━━━ Exercise passage

The tower is the best-preserved part of the fortification. Unfortunately, during the 20th century, the tower and the adjacent house were inhabited, and this led to the distortion of the architectural features and the destruction of some parts.

The crown of the tower was completely dismantled, only strong stone brackets remained. A new door was installed in the tower, and openings for two windows were installed in the third tier.

Judging by the survived old photograph, the tower was originally five-story and was square on its plan with the external dimensions equal to an average of 5.70 x 5.60. The first floor of the tower is located at a height of 2 m from the ground. In the north-western wall of the first floor there is an entrance to the tower, in the form of a low door (1.0 x 1.6). The entrance is located at a height of 2 meters from the ground and is inaccessible to the uninvited guests.To the right and above the door, a loophole with a strong downward slope was broken through, protecting the access to the door. In the same wall there is another loophole, also turned towards the door and intended to protect it. In the north-eastern and in the south-eastern walls, two loopholes were arranged being turned towards the corners of the building. The western corner is protected by two loopholes one of which is located almost in the very corner. Both last loopholes are directed along a suitable road. All loopholes of this floor are located at a height of about 1.0 m and 1.8 m above the floor mark, respectively.

On the second floor, the loopholes are directed almost perpendicular to the facades' planes and are designed to protect the approaches to the tower's walls. There are three loopholes on the south-eastern and on the north-western sides, and two on the other two walls. The loopholes are punched at a height of 1.3-1.4 m from the floor and are designed for firing. There was a small window in the south-western wall.

The largest number of loopholes is on the third floor of the tower. In the north-eastern and south-eastern walls there are three loopholes, and in the north-western wall there are two. In addition to those indicated, loopholes are also arranged directly in all four corners of this
floor, almost on the continuation of the diagonals.

The loopholes on the all three floors were obviously designed for rifle fire. Strongly expanding inside the tower, they come out on the facade in the form of very narrow low cracks, barely noticeable against the background of the unevenness of the rough masonry, and even then only from a short distance.

The fourth and fifth floors of the tower have not survived to nowadays. However, the available photograph and the survived stone brackets make it possible to almost completely restore the view of the both upper floors.

On the powerful stone brackets, three on each side of the tower, the protective walls were pushed outward, somewhat spaced from the main walls of the tower itself. The resulting gap between the main and the extended walls made it possible for the defenders of the tower to protect the base of the walls, while remaining invulnerable.

The fourth floor, judging by the photograph, was illuminated by a small window with a pointed arch located in the south-western wall. Two loopholes are visible on the both sides of the window.

The uppermost, the fifth floor of the tower was illuminated through a window blocked by a flat lintel in the same south-western wall. Two loopholes were arranged on the both sides of the window. Just like the rest of the buildings of this type, the roof of the tower was gable.

━━━━━━

[Assigned task]
Summarize the passage on the fortification tower in two sentences.

━━━ Supplied data

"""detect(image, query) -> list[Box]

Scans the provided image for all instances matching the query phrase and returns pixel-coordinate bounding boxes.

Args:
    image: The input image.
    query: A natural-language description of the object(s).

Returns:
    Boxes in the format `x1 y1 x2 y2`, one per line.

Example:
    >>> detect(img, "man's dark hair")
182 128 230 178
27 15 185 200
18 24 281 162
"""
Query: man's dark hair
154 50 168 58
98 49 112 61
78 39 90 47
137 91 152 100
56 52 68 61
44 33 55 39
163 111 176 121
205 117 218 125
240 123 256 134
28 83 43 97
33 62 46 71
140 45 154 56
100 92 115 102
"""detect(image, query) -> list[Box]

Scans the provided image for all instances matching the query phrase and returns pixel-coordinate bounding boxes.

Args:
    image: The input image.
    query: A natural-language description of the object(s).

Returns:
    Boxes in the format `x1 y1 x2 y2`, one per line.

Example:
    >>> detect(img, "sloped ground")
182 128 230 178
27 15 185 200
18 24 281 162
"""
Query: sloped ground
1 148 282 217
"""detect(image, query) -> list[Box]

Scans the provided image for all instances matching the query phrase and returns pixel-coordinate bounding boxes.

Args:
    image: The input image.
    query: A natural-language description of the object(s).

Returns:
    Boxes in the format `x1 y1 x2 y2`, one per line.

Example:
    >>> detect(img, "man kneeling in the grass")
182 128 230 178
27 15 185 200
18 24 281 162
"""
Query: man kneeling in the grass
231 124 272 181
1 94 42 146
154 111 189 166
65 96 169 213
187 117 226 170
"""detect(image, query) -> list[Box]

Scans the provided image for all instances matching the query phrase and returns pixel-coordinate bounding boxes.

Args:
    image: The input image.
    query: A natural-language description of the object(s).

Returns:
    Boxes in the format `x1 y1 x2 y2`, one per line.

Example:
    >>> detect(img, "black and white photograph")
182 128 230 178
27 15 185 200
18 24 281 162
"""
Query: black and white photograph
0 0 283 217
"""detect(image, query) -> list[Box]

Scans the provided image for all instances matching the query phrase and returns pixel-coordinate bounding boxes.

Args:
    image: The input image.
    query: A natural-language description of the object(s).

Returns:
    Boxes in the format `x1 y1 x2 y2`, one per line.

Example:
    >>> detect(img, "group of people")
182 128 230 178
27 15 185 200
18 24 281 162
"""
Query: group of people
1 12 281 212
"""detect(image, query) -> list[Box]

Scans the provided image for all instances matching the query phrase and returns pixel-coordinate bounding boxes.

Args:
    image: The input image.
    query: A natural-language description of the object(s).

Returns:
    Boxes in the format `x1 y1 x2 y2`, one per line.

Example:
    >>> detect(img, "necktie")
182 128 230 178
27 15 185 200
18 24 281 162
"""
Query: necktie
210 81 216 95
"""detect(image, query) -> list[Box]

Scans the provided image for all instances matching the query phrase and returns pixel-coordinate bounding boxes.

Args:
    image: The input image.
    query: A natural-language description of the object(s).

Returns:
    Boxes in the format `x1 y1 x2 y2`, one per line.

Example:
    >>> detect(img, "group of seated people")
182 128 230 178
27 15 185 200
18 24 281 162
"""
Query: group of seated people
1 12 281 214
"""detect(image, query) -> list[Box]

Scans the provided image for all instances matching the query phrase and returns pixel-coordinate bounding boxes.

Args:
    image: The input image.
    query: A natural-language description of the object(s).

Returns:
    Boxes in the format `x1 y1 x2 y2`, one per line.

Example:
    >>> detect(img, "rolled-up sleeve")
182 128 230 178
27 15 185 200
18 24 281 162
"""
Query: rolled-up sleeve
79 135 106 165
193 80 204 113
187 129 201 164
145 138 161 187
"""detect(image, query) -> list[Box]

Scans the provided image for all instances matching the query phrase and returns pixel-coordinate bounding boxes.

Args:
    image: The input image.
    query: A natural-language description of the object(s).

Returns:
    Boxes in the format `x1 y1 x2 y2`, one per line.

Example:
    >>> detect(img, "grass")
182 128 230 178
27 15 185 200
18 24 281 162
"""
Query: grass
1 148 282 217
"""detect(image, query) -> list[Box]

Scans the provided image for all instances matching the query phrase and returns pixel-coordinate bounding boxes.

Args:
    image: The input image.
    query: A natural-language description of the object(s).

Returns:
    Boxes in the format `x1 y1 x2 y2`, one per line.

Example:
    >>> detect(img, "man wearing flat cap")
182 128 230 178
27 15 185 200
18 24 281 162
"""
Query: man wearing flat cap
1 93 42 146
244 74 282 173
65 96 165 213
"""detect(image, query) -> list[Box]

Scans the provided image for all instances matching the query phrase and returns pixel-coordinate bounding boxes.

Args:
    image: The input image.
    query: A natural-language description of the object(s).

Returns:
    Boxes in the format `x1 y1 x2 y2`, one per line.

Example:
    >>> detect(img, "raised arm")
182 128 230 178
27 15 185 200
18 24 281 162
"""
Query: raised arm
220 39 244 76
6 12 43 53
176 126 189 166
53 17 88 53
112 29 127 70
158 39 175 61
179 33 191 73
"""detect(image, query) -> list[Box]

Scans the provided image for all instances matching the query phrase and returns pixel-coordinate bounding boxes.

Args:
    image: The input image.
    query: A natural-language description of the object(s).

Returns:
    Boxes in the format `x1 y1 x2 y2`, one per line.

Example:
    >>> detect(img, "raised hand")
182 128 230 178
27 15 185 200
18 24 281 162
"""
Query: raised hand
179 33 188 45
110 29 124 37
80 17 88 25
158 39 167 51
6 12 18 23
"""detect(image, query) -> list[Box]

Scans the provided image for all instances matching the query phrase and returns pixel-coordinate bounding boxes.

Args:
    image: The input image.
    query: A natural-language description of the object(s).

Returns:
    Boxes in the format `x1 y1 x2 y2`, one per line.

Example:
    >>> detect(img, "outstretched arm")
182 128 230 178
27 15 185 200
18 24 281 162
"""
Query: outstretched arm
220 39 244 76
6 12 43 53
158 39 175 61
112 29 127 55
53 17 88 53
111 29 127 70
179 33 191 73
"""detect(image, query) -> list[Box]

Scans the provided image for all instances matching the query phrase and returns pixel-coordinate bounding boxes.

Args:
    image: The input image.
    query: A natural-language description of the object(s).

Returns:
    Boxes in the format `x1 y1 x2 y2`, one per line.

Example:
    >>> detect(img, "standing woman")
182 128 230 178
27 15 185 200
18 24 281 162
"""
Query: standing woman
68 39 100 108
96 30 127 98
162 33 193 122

━━━━━━

[Reply]
The tower, the best-preserved part of the fortification, had its architectural features distorted and some parts destroyed by 20th-century habitation, and its crown was dismantled except for strong stone brackets. An old photograph shows it was originally a five-story square tower whose three surviving floors carry narrow loopholes for rifle fire, and the photograph and brackets make it possible to almost completely restore the lost fourth and fifth floors, with their outward-pushed protective walls, windows, loopholes and gable roof.